- _Written request_
Leave out every picture, and output exactly the lines from the line containing "# locate thumb: put a pin on each instance." through the last line of the data.
### Supplied records ###
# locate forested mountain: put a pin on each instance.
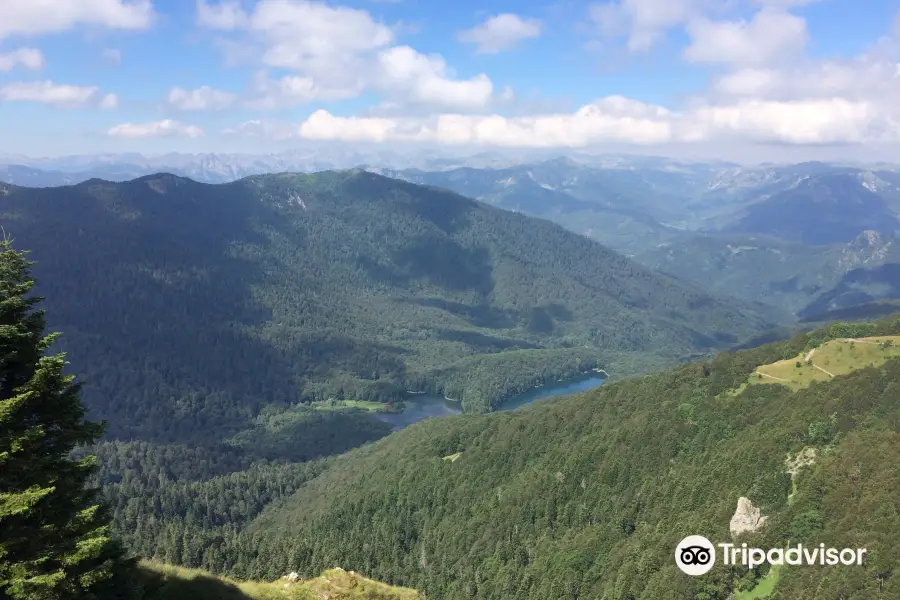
(583, 497)
(825, 209)
(807, 280)
(200, 312)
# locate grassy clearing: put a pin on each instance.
(833, 358)
(333, 405)
(763, 588)
(165, 582)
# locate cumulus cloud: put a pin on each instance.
(501, 32)
(294, 90)
(202, 98)
(645, 22)
(109, 102)
(768, 36)
(47, 92)
(164, 128)
(225, 15)
(258, 128)
(612, 119)
(112, 55)
(36, 17)
(28, 58)
(333, 53)
(419, 79)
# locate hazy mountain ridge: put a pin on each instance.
(795, 276)
(338, 284)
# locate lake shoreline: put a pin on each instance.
(421, 406)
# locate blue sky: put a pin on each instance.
(85, 76)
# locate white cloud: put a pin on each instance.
(824, 121)
(36, 17)
(322, 125)
(294, 90)
(165, 128)
(28, 58)
(112, 56)
(618, 120)
(47, 92)
(202, 98)
(768, 36)
(501, 32)
(418, 79)
(109, 102)
(334, 53)
(225, 15)
(785, 3)
(261, 129)
(613, 119)
(645, 22)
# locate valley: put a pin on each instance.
(343, 285)
(298, 333)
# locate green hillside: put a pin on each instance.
(586, 497)
(197, 312)
(809, 281)
(165, 582)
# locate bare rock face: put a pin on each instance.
(747, 518)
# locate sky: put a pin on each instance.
(724, 78)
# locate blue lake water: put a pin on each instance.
(424, 406)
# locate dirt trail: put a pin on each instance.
(824, 371)
(775, 378)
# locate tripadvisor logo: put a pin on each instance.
(696, 555)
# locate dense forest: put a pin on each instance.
(582, 497)
(199, 314)
(55, 536)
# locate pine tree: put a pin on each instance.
(54, 534)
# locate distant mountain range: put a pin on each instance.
(807, 280)
(217, 300)
(694, 219)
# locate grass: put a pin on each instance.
(833, 358)
(763, 588)
(333, 405)
(166, 582)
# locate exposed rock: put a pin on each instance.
(747, 518)
(804, 458)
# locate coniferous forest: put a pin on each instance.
(204, 322)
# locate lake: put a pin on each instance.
(424, 406)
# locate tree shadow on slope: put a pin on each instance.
(145, 281)
(439, 262)
(480, 315)
(857, 287)
(171, 585)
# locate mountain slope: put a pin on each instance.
(215, 301)
(588, 496)
(825, 209)
(801, 278)
(164, 582)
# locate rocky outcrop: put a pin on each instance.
(804, 458)
(747, 518)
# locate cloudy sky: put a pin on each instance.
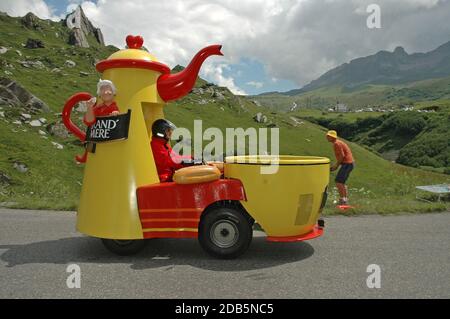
(269, 45)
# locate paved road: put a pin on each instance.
(413, 252)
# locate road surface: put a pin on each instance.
(412, 251)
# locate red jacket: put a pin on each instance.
(167, 161)
(102, 110)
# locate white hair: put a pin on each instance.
(101, 83)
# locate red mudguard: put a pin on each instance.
(170, 210)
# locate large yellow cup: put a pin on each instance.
(285, 198)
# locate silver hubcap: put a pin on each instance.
(224, 234)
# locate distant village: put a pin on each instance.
(343, 108)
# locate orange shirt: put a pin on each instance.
(342, 152)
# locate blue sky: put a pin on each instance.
(248, 74)
(268, 45)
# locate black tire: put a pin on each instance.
(225, 232)
(124, 247)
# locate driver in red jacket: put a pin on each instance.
(167, 161)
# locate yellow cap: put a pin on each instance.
(332, 134)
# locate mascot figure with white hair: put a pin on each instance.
(106, 90)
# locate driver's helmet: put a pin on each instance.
(160, 126)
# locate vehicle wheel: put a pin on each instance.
(225, 232)
(124, 247)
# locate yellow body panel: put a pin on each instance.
(108, 203)
(286, 203)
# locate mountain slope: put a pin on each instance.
(37, 168)
(386, 68)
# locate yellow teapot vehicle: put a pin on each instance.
(123, 202)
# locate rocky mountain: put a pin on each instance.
(388, 68)
(81, 28)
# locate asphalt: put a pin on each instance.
(412, 251)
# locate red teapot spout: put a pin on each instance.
(175, 86)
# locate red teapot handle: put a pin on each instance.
(67, 111)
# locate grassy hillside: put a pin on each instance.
(375, 96)
(413, 138)
(53, 180)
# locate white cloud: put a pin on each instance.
(18, 8)
(214, 73)
(256, 84)
(296, 40)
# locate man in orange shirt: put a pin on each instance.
(344, 159)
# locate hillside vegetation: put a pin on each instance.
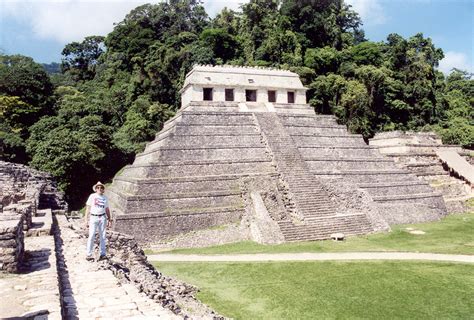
(115, 92)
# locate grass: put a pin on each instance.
(332, 290)
(453, 234)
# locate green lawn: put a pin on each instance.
(332, 290)
(454, 234)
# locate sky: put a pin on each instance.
(41, 28)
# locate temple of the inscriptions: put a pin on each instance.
(245, 147)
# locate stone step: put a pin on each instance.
(200, 129)
(396, 190)
(178, 203)
(405, 197)
(210, 153)
(239, 210)
(41, 224)
(198, 169)
(323, 227)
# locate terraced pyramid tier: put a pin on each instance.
(191, 176)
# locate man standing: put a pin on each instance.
(97, 217)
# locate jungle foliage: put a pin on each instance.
(115, 92)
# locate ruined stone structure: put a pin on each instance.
(419, 152)
(245, 147)
(24, 191)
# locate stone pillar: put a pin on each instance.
(11, 244)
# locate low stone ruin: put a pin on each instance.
(24, 191)
(418, 152)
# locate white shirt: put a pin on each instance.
(98, 203)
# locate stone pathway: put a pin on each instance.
(258, 257)
(35, 290)
(88, 289)
(92, 292)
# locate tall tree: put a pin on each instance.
(81, 58)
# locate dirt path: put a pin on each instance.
(262, 257)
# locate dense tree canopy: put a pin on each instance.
(115, 92)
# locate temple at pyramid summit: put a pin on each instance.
(246, 148)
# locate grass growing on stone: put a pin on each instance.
(330, 290)
(453, 234)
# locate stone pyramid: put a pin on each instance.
(245, 145)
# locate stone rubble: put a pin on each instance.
(44, 274)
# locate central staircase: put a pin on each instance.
(308, 200)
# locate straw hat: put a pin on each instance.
(98, 184)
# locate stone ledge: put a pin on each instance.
(178, 195)
(352, 159)
(198, 211)
(392, 184)
(364, 147)
(200, 162)
(194, 178)
(357, 172)
(405, 197)
(319, 135)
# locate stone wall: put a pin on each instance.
(23, 191)
(11, 244)
(129, 264)
(149, 227)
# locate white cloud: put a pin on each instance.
(70, 20)
(370, 11)
(457, 60)
(213, 7)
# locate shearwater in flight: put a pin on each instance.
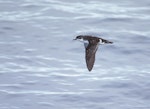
(91, 44)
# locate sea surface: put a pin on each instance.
(41, 67)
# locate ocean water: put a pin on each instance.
(41, 67)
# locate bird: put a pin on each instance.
(91, 44)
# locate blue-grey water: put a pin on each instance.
(41, 67)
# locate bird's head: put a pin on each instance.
(80, 38)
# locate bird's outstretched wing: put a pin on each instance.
(90, 55)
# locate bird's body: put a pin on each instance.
(91, 44)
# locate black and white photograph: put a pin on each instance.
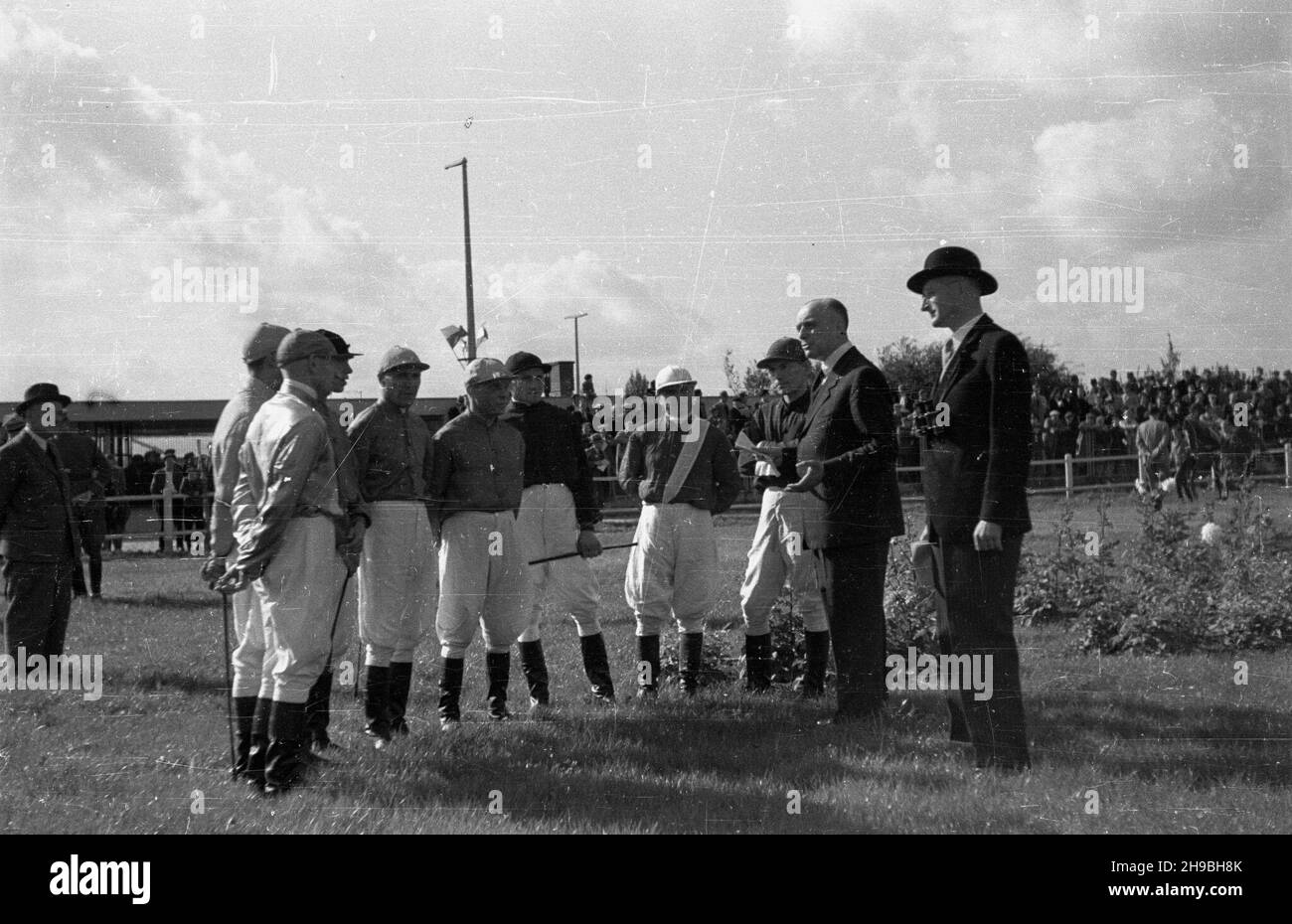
(792, 416)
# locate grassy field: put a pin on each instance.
(1167, 744)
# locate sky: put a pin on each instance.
(686, 173)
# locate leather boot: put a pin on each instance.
(535, 669)
(317, 711)
(285, 740)
(499, 669)
(690, 656)
(647, 667)
(401, 686)
(376, 704)
(818, 657)
(451, 692)
(254, 774)
(244, 711)
(757, 663)
(595, 665)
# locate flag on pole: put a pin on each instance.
(453, 335)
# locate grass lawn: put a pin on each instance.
(1170, 744)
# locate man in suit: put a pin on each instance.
(848, 455)
(89, 473)
(976, 462)
(38, 533)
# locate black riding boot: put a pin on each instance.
(595, 665)
(244, 711)
(690, 654)
(757, 665)
(254, 774)
(499, 669)
(401, 686)
(376, 704)
(535, 669)
(285, 739)
(451, 692)
(647, 666)
(818, 657)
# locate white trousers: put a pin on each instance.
(253, 673)
(548, 527)
(399, 581)
(297, 596)
(673, 567)
(482, 581)
(776, 555)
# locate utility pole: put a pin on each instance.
(466, 232)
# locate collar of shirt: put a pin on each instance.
(300, 389)
(828, 362)
(963, 331)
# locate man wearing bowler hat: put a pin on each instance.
(400, 574)
(848, 455)
(38, 530)
(477, 481)
(288, 510)
(976, 462)
(253, 667)
(779, 549)
(559, 515)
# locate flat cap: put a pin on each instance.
(397, 357)
(343, 349)
(787, 349)
(263, 343)
(483, 370)
(302, 344)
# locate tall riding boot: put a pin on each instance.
(318, 711)
(376, 704)
(285, 740)
(757, 663)
(818, 657)
(244, 709)
(499, 669)
(690, 654)
(535, 669)
(401, 686)
(451, 692)
(647, 667)
(595, 665)
(254, 774)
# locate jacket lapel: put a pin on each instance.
(959, 362)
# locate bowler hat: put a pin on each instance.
(518, 362)
(40, 393)
(951, 261)
(787, 349)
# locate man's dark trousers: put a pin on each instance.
(39, 596)
(853, 588)
(977, 618)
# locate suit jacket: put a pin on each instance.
(851, 429)
(976, 468)
(37, 521)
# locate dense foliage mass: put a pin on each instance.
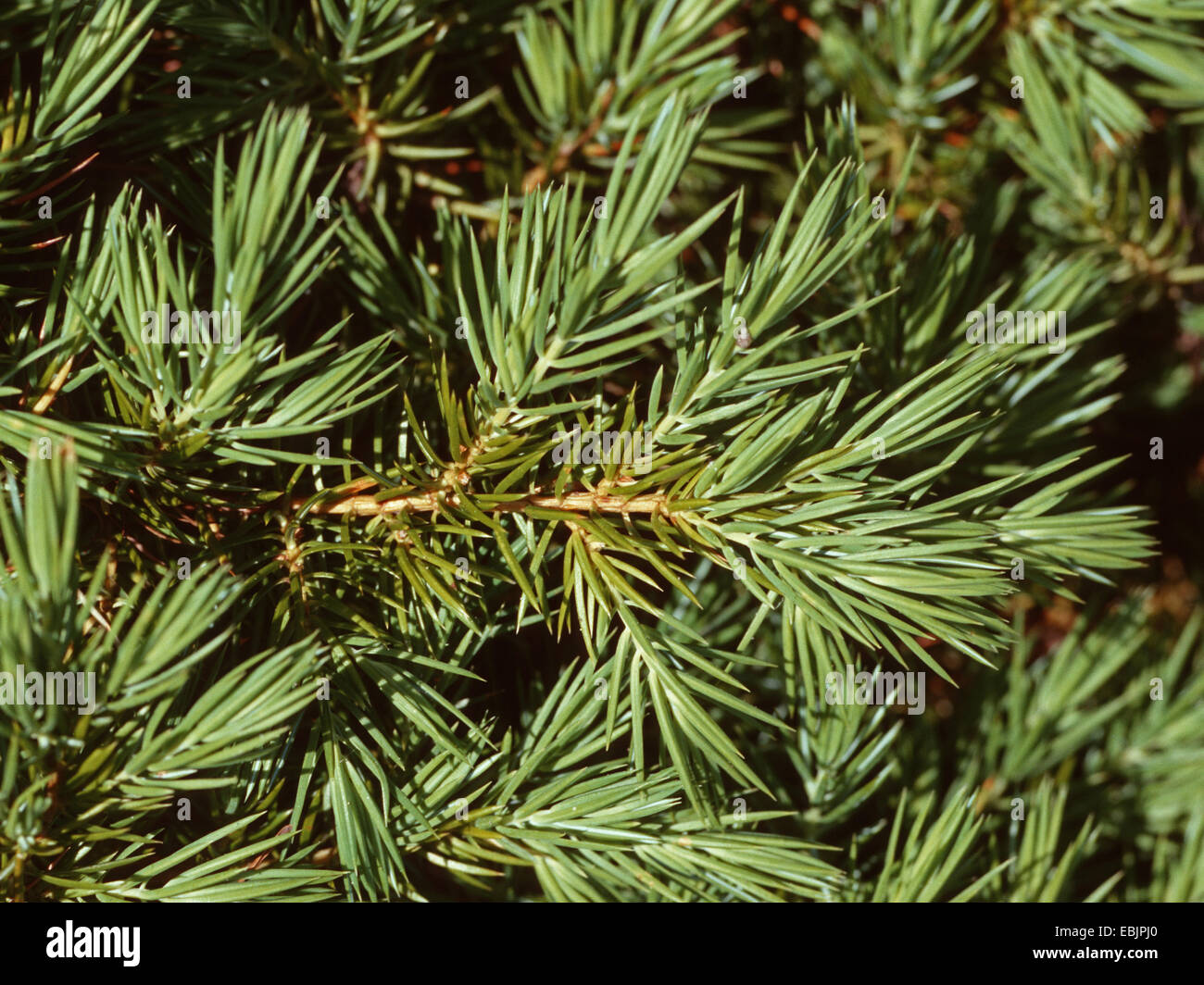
(470, 451)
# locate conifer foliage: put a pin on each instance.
(488, 451)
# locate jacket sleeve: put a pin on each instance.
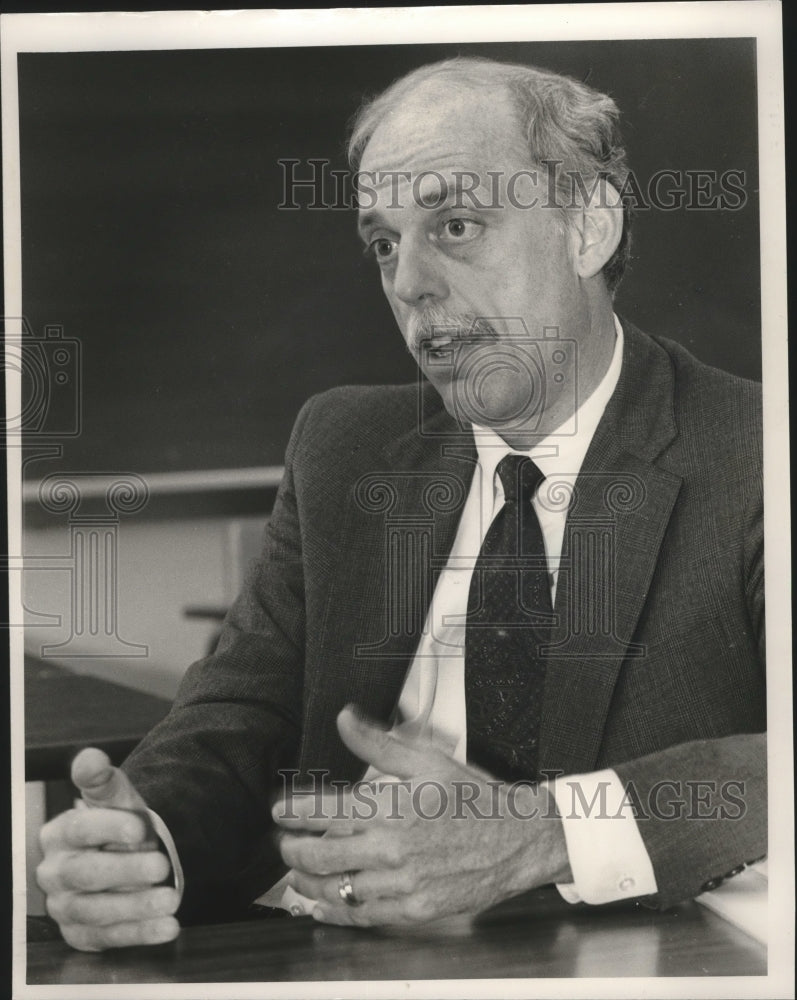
(210, 768)
(701, 809)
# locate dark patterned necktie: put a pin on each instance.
(509, 615)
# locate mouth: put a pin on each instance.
(441, 345)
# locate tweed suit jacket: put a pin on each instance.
(655, 665)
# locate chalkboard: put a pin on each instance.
(205, 314)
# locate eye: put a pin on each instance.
(460, 230)
(382, 249)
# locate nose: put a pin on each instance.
(419, 273)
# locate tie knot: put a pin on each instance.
(519, 477)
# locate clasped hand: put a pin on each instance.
(444, 839)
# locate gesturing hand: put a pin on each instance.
(444, 839)
(105, 898)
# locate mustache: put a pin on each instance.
(436, 323)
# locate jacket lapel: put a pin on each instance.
(401, 518)
(621, 507)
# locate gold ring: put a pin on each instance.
(346, 889)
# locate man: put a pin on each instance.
(540, 575)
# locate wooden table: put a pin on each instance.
(65, 711)
(533, 936)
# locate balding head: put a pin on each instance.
(532, 114)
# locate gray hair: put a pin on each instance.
(563, 121)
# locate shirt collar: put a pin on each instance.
(562, 451)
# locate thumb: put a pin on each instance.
(102, 784)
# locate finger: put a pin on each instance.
(101, 784)
(100, 909)
(388, 752)
(92, 828)
(330, 855)
(378, 912)
(366, 885)
(122, 935)
(96, 871)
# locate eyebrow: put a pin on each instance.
(454, 191)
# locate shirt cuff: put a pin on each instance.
(607, 855)
(168, 842)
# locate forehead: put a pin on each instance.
(443, 125)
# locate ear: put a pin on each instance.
(599, 227)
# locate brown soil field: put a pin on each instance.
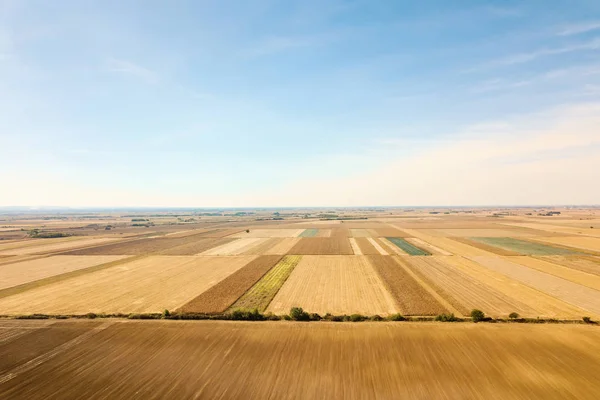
(573, 275)
(462, 291)
(279, 360)
(569, 292)
(544, 305)
(197, 246)
(137, 246)
(222, 295)
(29, 271)
(283, 246)
(269, 233)
(336, 285)
(322, 246)
(578, 242)
(483, 246)
(43, 248)
(411, 298)
(150, 284)
(588, 264)
(366, 247)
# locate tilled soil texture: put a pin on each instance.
(221, 296)
(279, 360)
(411, 297)
(139, 246)
(322, 246)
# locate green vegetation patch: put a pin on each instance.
(309, 233)
(261, 294)
(408, 247)
(523, 247)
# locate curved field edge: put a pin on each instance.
###
- _Result_
# locate thumb: put a pin on each instance.
(102, 784)
# locate finger: put a pin on each instance.
(101, 784)
(100, 909)
(388, 752)
(92, 828)
(330, 855)
(378, 912)
(366, 885)
(122, 935)
(96, 871)
# locate eyebrow: put a pin on each instance.
(454, 191)
# locate shirt cuff: put a pin on each instance.
(607, 855)
(168, 842)
# locate forehead: put a pin on each instance.
(443, 125)
# locate ear: put a pin on each instance.
(599, 227)
# locate brown soil field: put a pin on each instance.
(573, 275)
(462, 291)
(279, 360)
(569, 292)
(544, 305)
(197, 246)
(137, 246)
(222, 295)
(29, 271)
(283, 246)
(269, 233)
(336, 285)
(322, 246)
(578, 242)
(483, 246)
(43, 248)
(411, 298)
(150, 284)
(588, 264)
(366, 247)
# locate tilled soil texture: put a pin on each instance.
(221, 296)
(279, 360)
(411, 297)
(139, 246)
(322, 246)
# locate green vegetation patch: put a pin on each instance.
(309, 233)
(261, 294)
(408, 247)
(523, 247)
# locate curved field edge: put a pin on each instance.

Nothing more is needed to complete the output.